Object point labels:
<<<<

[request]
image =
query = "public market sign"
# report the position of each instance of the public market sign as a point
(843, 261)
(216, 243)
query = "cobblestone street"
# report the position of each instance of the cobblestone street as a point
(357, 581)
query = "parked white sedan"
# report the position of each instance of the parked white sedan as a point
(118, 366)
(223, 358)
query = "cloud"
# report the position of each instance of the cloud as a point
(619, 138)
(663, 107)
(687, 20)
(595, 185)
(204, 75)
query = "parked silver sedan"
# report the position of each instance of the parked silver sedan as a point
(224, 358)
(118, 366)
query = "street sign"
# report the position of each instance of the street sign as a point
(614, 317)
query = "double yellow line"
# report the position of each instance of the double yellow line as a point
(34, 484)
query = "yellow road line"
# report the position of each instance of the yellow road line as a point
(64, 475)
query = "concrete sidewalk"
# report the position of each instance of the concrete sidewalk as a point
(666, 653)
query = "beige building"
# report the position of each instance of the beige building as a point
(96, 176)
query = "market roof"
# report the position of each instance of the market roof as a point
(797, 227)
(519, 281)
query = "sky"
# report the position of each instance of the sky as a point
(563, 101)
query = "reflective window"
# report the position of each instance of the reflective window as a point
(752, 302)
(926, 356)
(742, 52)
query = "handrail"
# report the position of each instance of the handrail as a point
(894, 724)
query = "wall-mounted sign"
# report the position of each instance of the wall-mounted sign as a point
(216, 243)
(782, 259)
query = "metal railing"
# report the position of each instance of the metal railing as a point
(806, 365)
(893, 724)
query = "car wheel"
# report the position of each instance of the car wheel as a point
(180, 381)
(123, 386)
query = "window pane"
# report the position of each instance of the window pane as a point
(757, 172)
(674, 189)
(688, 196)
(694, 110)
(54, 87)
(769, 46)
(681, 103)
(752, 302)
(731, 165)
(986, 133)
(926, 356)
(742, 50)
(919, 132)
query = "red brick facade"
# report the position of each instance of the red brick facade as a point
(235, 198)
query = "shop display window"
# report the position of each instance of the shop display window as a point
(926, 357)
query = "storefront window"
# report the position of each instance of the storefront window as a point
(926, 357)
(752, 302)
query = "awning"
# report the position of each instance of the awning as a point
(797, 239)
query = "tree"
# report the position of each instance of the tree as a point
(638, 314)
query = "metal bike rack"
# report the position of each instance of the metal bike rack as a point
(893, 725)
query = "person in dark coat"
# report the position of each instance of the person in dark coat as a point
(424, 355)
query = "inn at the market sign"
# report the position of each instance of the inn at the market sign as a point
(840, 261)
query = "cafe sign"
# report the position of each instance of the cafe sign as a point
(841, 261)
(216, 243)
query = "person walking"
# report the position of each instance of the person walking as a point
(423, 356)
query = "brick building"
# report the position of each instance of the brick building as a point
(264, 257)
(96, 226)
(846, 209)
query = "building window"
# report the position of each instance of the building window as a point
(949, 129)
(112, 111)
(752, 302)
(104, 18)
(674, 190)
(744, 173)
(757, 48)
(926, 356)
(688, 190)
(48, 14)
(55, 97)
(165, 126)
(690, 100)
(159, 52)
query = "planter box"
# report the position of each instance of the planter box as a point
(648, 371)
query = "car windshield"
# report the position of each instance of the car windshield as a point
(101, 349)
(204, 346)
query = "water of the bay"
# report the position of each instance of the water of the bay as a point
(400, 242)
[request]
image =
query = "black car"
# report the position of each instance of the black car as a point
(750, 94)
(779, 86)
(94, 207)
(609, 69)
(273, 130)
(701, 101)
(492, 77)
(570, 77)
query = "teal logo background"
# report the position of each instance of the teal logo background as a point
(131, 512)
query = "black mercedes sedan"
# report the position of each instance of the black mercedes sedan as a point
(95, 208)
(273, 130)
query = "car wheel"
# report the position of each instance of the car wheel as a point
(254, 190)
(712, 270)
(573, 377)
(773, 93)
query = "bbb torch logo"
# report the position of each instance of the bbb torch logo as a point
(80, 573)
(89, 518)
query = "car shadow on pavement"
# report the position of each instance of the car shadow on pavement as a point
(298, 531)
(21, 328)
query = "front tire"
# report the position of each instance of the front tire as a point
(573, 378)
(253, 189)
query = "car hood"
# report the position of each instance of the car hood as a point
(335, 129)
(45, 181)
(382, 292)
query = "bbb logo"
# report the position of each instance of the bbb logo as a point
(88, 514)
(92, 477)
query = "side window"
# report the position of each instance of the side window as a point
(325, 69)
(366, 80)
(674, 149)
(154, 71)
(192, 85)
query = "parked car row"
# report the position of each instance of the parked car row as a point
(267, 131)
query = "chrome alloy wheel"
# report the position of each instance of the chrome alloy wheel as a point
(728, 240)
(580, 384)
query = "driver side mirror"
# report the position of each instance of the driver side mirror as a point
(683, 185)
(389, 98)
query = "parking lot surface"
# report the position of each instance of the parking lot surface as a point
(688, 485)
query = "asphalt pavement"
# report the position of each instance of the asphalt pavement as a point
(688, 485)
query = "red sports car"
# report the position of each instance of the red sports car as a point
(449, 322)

>>>>

(TASK REQUIREMENTS):
Produce an exact copy of every entry above.

(OUTPUT BELOW):
[request]
image =
query = "public market sign"
# report the position of each instance of the public market sign as a point
(843, 261)
(216, 243)
query = "cobblestone street"
# report the position of each instance of the cobblestone street as a point
(357, 581)
query = "parked white sedan"
# report the position of each instance of the parked white sedan as a point
(118, 366)
(223, 358)
query = "cloud"
# report the position of each instance of the cloud as a point
(619, 138)
(663, 107)
(687, 20)
(595, 185)
(204, 75)
query = "parked silver sedan"
# report the position of each instance of the parked silver sedan as a point
(224, 358)
(118, 366)
query = "street sign"
# report the position of each instance of the street sign as a point
(614, 317)
query = "double yellow line"
# report the position of each instance of the double yellow line as a point
(34, 484)
query = "yellow road line"
# report the position of each instance of the yellow road line as a point
(64, 475)
query = "concrete sidewalk"
# report the position of each instance of the concrete sidewalk as a point
(666, 653)
query = "beige building"
# report the position of each instance of the beige building as a point
(96, 176)
query = "market roof"
# report the position of each instance of the market roof as a point
(797, 227)
(519, 281)
query = "sky"
# report the position of each instance of the sky as a point
(563, 101)
query = "reflective window"
# report the position of each instance of the reflective window as a point
(752, 302)
(926, 356)
(742, 52)
query = "handrail"
# report the position of each instance of the handrail as a point
(894, 724)
query = "wall-mounted sign"
# report the position of each instance of the wall-mounted sign as a point
(216, 243)
(782, 259)
query = "metal railing"
# report the position of each instance of the metal railing as a point
(806, 365)
(893, 724)
query = "car wheel"
# report the position of each instance of the car wheel as a point
(180, 381)
(123, 386)
query = "window pane"
# report the position of each instance of the window pane as a point
(757, 172)
(674, 189)
(688, 196)
(694, 110)
(54, 87)
(769, 46)
(681, 103)
(752, 302)
(731, 165)
(986, 133)
(926, 356)
(742, 50)
(919, 132)
query = "red brick facade"
# report the position of each instance of the red brick facade as a point
(235, 198)
query = "shop display window"
# report the position of each instance of the shop display window as a point
(926, 357)
query = "storefront window"
# report the position of each instance of the storefront window as a point
(926, 357)
(752, 302)
query = "awning"
# report the position of each instance of the awning as a point
(797, 239)
query = "tree"
# report the position of each instance of the tree as a point
(638, 314)
query = "metal bike rack"
# report the position of each instance of the metal bike rack as a point
(893, 725)
query = "person in dark coat"
# report the position of each instance of the person in dark coat as a point
(424, 355)
query = "inn at the market sign"
# report the position of each instance of the inn at the market sign as a point
(840, 261)
query = "cafe sign"
# report the position of each instance of the cafe sign as a point
(841, 261)
(216, 243)
query = "person walking"
# report the position of each instance of the person walking as a point
(423, 356)
query = "brick building"
# report the position of each instance of the brick building as a point
(264, 257)
(96, 226)
(846, 209)
query = "building window"
# report the position of each instance of the building window as a point
(949, 129)
(112, 111)
(752, 302)
(104, 18)
(674, 190)
(744, 173)
(757, 48)
(926, 356)
(688, 190)
(48, 14)
(55, 97)
(165, 126)
(690, 100)
(159, 52)
query = "planter box"
# report the position of each instance of the planter box as a point
(648, 371)
query = "car windshield"
# report the position of each instance of the car windshield as a point
(101, 349)
(204, 346)
query = "water of the bay"
# report the position of each instance of the water of the bay as a point
(400, 242)
[request]
image =
query = "black car"
# report the position of each instance of the black car as a point
(750, 94)
(779, 86)
(94, 207)
(609, 69)
(273, 130)
(701, 101)
(492, 77)
(570, 77)
query = "teal logo background"
# report the position of each instance of the teal logo background as a point
(131, 512)
query = "black mercedes sedan"
# report the position of each instance of the black mercedes sedan as a point
(95, 208)
(273, 130)
query = "car wheel"
# report the position of each instance of the car wheel as a point
(254, 190)
(712, 270)
(573, 377)
(773, 93)
query = "bbb torch logo"
# report the position of each instance of the bbb torch logo as a point
(80, 573)
(89, 518)
query = "car shadow on pavement"
# report the position of each instance of the car shadow on pavement as a point
(298, 531)
(21, 328)
query = "front tire"
# report the position of each instance of the front tire as a point
(573, 378)
(253, 189)
query = "car hood"
# report the position of each instance of the car hood as a point
(335, 129)
(45, 181)
(382, 292)
query = "bbb logo"
# report the position of each instance of the bbb logo as a point
(88, 514)
(92, 477)
query = "side window"
# report the position of each instance of the side window as a point
(325, 69)
(366, 80)
(674, 149)
(154, 71)
(192, 85)
query = "parked car row"
# report the position of each instance of the parked car row as a point
(267, 131)
query = "chrome alloy wheel"
# report the position of each instance of the chrome alloy wheel as a point
(728, 240)
(580, 384)
query = "driver side mirror"
# report the position of each instance of the driver side mirror as a point
(683, 185)
(389, 98)
query = "parking lot surface"
# report the position of each instance of the parking lot surface as a point
(688, 485)
query = "asphalt pavement"
# report the position of each instance of the asphalt pavement as a point
(688, 485)
query = "red sports car"
# report the position of each instance of the red sports car as a point
(449, 322)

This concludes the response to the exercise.